■ Set task
Format everything from the line containing "Target: white fur" down to the end of the rows as a numbered list, one line per item, with blank lines omitted.

**********

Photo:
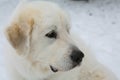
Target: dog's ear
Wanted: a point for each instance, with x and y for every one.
(19, 35)
(15, 35)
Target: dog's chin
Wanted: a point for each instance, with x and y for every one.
(54, 69)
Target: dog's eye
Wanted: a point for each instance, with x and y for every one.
(51, 34)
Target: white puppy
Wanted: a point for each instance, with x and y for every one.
(42, 49)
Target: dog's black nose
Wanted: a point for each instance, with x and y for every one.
(76, 56)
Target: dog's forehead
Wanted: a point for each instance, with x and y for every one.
(44, 16)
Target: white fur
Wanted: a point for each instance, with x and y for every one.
(31, 58)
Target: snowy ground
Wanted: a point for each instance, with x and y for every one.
(96, 22)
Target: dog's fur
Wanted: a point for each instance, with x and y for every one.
(31, 52)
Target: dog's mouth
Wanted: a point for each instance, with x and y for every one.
(53, 69)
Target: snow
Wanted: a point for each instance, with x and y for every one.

**********

■ Response
1. Target: white fur
2. Wanted: a point for each instance, with x and y for every one.
3. (31, 58)
4. Target: snowy ground
5. Wanted: a point for each instance, with x and y for every one.
6. (96, 22)
7. Target: dog's fur
8. Wanted: a point for each instance, with x and y for every one.
9. (31, 52)
10. Target: dog's mouth
11. Wanted: a point for each instance, with x and y for every one.
12. (53, 69)
13. Target: snow
14. Wanted: a point for each instance, with x and y for every one.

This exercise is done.